Your goal:
Write out again only the records starting with the line that contains "-- sample [292,186]." and going on through the end of the records, with "stone wall" replaced by "brick wall" and everything else unchanged.

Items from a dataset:
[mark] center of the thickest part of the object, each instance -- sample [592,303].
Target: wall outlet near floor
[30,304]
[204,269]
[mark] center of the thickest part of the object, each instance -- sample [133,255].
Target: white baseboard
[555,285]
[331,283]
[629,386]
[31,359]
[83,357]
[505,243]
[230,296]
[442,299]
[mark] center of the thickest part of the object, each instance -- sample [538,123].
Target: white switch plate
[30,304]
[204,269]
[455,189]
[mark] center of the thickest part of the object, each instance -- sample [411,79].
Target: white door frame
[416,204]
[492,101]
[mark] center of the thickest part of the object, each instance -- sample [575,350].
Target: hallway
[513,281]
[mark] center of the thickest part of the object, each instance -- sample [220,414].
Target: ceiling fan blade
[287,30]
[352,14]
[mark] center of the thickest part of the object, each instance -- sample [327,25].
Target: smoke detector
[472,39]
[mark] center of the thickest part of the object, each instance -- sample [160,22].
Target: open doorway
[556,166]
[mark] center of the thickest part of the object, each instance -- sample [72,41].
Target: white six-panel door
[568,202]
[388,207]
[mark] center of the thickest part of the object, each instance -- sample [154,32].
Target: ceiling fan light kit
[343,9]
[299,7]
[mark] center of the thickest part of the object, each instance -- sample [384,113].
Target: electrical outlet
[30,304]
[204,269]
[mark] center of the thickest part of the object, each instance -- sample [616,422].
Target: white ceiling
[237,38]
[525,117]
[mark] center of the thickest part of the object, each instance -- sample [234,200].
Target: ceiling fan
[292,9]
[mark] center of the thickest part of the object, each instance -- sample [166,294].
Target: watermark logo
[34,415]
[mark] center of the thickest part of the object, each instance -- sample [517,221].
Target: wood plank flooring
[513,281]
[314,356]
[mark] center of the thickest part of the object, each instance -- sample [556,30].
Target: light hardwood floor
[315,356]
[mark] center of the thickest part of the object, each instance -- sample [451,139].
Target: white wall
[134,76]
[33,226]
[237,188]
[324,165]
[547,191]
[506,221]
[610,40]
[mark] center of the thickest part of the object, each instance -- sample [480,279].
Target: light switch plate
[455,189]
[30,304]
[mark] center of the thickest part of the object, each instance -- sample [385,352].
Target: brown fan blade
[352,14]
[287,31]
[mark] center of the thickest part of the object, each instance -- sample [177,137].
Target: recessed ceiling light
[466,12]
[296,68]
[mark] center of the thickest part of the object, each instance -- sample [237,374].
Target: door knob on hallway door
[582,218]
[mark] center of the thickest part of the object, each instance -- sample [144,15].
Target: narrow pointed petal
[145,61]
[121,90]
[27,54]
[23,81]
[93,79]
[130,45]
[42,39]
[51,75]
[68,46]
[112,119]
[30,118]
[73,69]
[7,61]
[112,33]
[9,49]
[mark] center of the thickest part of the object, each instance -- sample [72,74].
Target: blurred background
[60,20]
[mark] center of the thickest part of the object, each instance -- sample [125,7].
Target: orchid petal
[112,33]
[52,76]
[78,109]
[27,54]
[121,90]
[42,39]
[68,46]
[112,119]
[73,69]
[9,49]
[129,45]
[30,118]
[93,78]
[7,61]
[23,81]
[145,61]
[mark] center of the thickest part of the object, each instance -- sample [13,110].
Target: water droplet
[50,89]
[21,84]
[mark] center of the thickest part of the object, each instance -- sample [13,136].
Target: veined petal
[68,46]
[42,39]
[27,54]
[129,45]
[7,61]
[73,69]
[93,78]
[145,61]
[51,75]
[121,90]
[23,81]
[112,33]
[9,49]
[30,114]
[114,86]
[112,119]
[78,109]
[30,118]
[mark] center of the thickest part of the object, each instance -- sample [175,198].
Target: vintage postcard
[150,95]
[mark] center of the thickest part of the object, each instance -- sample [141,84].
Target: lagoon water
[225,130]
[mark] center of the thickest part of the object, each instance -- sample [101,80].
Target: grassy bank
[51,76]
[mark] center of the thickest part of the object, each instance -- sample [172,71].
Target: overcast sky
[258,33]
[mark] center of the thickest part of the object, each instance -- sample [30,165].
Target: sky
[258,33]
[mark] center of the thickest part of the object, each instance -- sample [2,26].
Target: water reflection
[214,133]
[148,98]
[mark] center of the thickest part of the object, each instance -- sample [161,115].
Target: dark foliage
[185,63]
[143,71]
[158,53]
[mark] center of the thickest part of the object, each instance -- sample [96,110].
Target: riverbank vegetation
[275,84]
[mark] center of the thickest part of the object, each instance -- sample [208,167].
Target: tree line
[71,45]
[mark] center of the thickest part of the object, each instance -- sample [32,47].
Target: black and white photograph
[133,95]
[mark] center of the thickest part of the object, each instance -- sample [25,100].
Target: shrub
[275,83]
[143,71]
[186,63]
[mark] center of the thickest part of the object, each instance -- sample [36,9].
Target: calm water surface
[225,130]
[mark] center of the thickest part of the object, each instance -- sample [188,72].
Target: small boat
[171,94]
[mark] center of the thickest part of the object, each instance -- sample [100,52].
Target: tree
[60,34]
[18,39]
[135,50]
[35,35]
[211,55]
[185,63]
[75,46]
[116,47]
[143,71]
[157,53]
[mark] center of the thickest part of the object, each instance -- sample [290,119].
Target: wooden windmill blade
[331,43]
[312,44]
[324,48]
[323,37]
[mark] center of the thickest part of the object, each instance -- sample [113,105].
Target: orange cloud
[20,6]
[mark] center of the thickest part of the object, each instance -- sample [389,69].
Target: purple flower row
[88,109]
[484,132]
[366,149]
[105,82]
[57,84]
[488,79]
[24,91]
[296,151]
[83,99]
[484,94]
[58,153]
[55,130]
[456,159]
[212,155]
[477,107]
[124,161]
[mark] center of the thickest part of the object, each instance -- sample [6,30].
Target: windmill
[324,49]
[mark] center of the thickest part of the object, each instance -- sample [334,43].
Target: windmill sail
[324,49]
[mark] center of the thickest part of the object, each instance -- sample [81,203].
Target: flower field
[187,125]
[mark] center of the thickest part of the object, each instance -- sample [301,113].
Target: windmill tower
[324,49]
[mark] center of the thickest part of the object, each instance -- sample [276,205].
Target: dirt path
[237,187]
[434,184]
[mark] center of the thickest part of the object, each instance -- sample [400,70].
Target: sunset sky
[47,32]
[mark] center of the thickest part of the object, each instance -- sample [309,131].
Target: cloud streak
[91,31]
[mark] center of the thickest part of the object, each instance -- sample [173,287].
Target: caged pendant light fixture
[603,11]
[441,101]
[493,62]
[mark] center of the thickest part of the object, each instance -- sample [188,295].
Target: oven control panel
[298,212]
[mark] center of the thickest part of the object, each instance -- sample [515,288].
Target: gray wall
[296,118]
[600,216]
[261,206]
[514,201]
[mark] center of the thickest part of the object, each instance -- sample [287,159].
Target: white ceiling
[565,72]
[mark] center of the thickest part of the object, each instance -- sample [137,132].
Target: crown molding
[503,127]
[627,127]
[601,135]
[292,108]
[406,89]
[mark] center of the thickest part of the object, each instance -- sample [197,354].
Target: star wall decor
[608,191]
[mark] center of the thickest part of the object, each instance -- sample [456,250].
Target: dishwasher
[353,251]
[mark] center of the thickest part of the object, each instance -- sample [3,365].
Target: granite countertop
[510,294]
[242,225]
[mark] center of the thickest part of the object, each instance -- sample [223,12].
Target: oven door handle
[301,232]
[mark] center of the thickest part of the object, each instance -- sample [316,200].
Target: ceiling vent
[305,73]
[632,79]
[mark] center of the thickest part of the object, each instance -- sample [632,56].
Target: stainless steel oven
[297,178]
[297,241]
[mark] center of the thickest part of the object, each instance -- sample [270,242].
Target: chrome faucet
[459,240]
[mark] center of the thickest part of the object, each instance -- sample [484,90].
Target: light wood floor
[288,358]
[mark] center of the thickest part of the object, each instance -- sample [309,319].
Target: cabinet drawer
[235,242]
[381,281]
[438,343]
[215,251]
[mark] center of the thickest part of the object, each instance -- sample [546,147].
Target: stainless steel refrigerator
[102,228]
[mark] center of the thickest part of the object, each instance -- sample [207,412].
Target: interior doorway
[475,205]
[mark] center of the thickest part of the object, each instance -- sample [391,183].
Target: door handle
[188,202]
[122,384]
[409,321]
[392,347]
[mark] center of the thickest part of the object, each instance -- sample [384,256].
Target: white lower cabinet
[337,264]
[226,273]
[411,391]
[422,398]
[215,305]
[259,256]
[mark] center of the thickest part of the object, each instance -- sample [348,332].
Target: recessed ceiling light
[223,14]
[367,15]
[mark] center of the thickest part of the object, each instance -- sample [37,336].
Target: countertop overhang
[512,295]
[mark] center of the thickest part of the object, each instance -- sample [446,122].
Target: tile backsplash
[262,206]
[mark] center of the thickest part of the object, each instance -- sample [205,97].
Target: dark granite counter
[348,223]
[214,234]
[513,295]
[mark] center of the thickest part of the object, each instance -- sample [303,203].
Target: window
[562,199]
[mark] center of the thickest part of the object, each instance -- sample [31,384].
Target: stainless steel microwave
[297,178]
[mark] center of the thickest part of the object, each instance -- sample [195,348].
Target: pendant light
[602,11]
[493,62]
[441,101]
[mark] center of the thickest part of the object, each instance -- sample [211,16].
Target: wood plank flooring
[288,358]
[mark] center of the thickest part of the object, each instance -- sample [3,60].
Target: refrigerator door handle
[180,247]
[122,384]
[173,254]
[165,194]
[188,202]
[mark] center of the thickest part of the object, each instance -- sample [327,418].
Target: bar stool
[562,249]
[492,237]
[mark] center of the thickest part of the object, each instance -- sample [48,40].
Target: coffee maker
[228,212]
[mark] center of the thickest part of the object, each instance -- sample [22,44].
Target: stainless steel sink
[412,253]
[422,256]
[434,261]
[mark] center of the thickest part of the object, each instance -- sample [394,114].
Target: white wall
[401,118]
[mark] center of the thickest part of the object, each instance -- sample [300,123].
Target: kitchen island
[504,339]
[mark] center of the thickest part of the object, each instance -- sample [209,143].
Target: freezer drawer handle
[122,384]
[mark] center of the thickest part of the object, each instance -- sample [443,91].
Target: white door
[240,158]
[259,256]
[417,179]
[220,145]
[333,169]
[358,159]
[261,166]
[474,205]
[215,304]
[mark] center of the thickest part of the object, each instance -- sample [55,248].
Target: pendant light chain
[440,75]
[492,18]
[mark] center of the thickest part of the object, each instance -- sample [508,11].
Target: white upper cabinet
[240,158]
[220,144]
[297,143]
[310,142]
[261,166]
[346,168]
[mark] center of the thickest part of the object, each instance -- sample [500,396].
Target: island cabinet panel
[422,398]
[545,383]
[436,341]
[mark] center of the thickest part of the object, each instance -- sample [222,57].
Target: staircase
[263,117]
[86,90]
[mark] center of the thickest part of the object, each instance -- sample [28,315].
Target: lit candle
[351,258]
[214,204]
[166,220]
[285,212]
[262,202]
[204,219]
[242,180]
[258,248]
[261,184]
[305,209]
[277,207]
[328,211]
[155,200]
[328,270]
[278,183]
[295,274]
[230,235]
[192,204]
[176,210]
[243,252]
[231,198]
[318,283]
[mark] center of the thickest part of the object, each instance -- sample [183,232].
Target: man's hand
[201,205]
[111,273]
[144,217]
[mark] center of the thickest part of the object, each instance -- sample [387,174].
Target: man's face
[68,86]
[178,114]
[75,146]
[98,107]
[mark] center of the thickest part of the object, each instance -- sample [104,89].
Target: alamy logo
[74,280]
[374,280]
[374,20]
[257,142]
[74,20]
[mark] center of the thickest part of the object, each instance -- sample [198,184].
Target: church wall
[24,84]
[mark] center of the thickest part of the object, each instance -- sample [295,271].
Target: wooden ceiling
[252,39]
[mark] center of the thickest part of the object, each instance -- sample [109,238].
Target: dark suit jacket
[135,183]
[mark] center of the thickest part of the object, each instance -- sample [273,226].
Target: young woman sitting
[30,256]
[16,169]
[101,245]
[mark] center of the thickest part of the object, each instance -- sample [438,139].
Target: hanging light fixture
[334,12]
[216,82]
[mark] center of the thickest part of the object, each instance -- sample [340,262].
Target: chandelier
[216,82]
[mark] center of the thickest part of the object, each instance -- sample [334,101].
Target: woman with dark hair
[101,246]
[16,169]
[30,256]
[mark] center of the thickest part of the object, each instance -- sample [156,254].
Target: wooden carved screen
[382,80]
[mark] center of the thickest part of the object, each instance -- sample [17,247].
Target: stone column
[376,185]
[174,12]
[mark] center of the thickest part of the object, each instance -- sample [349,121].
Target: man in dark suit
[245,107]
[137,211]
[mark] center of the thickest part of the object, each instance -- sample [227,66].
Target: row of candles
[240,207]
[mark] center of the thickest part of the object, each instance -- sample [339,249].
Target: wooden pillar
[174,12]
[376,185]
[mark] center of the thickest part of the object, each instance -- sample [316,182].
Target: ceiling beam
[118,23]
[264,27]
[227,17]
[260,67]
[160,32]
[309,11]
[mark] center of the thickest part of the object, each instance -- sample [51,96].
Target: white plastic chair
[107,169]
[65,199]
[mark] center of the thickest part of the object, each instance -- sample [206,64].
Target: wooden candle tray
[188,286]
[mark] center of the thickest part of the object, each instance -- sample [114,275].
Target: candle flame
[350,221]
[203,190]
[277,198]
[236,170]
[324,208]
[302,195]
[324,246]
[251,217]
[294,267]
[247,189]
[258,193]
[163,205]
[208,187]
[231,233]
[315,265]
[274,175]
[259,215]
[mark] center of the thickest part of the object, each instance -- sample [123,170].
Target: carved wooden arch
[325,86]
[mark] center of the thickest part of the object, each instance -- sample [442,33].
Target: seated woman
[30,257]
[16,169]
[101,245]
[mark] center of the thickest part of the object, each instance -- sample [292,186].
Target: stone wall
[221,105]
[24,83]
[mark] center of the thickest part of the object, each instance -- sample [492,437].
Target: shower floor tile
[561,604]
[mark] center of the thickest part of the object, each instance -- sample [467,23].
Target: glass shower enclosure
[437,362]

Written answer:
[mark] center of the thickest part of the object, each instance -- sample [292,186].
Target: brick wall
[221,105]
[24,83]
[mark] center of the thickest part of the object, each instance -- sample [492,437].
Target: shower floor tile
[561,604]
[mark] center of the thickest part of the object, each instance -- sample [467,23].
Target: glass shower enclosure
[437,362]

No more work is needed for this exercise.